● PROBLEM TO WORK ON: Show every line of the material below that contains the word "shorts", copying each line in full.

|---|

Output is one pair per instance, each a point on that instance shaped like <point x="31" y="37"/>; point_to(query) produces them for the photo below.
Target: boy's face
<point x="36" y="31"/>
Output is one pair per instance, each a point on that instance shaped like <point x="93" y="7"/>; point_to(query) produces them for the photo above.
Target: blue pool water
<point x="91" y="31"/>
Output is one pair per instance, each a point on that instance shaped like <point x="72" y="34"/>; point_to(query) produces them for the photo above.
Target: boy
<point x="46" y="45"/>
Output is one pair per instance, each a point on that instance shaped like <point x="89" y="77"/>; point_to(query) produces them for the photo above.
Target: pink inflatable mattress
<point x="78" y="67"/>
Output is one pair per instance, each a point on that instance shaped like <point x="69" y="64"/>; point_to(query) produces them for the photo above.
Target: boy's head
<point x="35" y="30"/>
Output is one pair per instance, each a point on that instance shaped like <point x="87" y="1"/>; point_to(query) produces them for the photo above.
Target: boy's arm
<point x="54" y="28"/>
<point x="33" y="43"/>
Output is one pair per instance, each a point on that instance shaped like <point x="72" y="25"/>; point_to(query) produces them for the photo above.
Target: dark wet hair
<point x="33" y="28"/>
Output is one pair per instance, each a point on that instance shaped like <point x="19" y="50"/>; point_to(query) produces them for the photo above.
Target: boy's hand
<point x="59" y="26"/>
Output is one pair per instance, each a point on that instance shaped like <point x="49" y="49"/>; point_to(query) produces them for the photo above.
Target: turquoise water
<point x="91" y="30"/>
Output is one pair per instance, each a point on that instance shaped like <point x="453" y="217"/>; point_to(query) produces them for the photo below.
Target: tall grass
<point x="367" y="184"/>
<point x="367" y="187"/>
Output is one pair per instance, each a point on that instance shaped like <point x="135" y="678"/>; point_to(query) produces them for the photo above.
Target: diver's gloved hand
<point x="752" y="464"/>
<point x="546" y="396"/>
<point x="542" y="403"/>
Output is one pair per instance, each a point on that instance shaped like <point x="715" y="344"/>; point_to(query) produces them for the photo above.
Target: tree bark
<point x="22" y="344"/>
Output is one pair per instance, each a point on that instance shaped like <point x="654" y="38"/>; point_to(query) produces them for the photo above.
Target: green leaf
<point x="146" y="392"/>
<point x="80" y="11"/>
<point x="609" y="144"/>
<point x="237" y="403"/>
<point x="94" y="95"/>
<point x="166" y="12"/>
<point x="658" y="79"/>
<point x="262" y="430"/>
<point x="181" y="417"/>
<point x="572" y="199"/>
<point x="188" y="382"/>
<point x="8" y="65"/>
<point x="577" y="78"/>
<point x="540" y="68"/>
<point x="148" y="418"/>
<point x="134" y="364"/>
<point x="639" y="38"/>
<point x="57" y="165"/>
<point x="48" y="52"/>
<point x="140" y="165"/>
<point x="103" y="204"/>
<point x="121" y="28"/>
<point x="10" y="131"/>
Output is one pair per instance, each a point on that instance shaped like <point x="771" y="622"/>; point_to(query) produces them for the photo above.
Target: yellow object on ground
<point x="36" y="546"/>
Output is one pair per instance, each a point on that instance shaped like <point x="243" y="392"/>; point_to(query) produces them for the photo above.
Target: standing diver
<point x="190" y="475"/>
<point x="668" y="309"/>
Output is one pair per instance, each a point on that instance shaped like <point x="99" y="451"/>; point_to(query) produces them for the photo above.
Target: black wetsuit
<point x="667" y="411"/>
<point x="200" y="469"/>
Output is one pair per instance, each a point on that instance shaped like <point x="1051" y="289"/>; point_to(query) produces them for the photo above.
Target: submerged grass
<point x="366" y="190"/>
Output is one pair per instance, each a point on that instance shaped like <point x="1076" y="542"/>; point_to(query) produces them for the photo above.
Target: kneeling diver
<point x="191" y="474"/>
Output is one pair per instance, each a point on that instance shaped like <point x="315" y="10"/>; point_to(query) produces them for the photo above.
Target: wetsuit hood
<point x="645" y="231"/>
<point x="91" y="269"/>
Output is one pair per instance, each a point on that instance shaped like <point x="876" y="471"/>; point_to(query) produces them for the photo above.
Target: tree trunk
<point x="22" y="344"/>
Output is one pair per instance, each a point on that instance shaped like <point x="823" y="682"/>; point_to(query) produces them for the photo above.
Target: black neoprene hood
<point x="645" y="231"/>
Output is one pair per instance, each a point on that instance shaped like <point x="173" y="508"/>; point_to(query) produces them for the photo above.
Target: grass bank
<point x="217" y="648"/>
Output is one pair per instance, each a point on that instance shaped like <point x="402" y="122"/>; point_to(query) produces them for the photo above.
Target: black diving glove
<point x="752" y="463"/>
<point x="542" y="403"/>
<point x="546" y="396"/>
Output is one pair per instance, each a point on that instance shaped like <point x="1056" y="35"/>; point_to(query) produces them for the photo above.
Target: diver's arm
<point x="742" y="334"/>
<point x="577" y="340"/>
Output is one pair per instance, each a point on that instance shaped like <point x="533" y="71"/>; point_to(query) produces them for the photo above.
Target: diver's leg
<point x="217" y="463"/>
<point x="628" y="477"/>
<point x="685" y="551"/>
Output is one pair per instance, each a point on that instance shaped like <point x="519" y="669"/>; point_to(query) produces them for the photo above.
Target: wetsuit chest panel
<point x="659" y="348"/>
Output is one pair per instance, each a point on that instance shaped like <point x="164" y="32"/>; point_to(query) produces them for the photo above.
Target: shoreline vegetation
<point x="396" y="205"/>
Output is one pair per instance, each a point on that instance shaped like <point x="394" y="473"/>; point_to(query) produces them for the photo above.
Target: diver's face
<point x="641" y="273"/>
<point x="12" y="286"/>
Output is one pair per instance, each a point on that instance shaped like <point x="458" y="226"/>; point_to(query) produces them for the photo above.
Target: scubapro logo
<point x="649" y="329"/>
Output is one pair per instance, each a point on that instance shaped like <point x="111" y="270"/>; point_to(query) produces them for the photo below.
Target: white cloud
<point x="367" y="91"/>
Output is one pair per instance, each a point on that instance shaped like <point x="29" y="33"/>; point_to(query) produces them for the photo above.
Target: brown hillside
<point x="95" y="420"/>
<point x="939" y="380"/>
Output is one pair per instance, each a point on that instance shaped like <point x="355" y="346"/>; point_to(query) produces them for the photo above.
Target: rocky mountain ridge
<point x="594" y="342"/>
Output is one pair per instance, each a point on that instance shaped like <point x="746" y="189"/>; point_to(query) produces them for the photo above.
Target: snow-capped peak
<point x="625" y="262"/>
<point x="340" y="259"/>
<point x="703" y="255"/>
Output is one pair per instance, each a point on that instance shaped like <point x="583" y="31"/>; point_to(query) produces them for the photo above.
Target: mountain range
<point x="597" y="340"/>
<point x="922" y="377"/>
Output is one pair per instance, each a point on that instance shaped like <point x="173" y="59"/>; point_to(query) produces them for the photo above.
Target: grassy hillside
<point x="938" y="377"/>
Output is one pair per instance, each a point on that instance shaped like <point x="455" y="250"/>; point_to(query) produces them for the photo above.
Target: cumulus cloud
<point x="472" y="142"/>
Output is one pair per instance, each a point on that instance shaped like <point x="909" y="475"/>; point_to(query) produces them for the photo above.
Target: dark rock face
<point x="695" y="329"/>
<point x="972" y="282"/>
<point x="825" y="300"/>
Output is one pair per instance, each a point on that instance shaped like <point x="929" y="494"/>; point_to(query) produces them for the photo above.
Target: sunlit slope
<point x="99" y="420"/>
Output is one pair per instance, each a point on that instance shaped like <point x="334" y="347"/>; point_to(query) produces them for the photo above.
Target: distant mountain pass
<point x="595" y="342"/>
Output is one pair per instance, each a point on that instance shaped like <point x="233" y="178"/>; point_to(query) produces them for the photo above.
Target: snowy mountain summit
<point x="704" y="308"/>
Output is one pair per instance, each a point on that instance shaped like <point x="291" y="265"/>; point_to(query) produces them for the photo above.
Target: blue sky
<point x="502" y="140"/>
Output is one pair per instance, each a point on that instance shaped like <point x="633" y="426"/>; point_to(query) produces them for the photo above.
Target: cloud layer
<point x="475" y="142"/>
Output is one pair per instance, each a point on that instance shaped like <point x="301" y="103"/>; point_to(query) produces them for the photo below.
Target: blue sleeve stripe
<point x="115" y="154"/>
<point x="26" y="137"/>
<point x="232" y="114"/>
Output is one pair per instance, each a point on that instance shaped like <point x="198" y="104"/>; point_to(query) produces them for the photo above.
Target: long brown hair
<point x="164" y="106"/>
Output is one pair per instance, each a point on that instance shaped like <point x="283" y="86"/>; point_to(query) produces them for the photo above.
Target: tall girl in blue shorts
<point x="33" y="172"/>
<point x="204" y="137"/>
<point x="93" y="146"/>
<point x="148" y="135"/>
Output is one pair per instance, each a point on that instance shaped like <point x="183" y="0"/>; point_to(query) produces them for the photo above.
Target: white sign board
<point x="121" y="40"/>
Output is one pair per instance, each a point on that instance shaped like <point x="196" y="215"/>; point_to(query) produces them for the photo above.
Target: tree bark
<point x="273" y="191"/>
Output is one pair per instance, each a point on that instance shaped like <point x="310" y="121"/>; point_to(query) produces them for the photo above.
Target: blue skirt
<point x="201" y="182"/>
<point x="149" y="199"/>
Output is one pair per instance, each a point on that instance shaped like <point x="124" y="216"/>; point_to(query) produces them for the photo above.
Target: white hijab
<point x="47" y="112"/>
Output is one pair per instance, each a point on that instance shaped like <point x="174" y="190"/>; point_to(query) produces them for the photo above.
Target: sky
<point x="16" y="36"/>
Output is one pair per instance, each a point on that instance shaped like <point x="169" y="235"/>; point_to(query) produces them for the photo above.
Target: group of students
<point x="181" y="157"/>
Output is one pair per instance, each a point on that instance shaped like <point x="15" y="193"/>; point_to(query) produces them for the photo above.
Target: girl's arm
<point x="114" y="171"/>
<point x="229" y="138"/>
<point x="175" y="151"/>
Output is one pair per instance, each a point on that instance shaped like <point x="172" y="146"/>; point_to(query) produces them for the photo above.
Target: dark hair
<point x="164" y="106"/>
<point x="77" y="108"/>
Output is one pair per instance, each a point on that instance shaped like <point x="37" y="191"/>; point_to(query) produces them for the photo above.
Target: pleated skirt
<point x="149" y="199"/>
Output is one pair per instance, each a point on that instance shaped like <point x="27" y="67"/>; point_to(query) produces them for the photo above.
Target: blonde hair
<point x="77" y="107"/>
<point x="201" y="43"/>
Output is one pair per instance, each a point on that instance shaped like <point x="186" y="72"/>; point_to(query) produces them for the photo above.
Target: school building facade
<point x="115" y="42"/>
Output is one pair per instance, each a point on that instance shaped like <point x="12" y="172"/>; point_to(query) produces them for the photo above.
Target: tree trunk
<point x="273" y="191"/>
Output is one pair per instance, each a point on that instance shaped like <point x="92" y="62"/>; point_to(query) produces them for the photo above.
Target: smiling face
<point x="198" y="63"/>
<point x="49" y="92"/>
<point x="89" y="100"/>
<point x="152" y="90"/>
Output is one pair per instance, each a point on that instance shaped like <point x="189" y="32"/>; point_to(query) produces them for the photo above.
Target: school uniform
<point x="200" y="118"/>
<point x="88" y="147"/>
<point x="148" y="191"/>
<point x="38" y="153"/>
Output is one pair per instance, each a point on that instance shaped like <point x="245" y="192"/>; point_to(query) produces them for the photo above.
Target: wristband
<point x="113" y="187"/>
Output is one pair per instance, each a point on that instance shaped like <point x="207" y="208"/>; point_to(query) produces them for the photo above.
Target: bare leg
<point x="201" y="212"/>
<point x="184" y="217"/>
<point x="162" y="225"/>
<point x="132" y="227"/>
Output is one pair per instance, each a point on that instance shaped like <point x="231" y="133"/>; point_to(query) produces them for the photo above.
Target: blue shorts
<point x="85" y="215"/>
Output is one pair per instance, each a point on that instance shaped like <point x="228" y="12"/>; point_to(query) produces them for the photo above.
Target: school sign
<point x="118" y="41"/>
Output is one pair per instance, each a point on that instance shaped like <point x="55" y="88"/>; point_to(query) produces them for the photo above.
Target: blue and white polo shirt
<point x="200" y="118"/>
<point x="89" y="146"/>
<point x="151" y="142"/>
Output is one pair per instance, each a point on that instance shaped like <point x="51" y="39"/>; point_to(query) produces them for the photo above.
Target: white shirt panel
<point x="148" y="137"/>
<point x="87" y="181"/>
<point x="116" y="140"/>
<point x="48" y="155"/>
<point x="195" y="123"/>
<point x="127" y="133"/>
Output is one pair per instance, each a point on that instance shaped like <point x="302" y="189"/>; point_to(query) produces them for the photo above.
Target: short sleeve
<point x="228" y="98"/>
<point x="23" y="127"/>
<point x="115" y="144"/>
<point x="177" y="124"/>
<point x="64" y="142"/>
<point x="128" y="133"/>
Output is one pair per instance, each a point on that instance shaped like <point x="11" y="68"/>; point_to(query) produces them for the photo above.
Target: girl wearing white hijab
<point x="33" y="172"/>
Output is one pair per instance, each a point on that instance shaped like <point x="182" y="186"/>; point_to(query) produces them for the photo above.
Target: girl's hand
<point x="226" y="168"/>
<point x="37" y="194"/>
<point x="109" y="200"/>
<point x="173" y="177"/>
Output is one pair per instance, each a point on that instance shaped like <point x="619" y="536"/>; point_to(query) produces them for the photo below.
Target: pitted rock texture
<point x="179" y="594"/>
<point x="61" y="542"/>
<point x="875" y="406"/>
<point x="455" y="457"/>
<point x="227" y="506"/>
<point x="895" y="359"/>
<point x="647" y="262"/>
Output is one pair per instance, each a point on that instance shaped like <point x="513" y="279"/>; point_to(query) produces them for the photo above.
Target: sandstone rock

|---|

● EXERCISE ANSWER:
Target: tall girl in blue shorts
Target: blue shorts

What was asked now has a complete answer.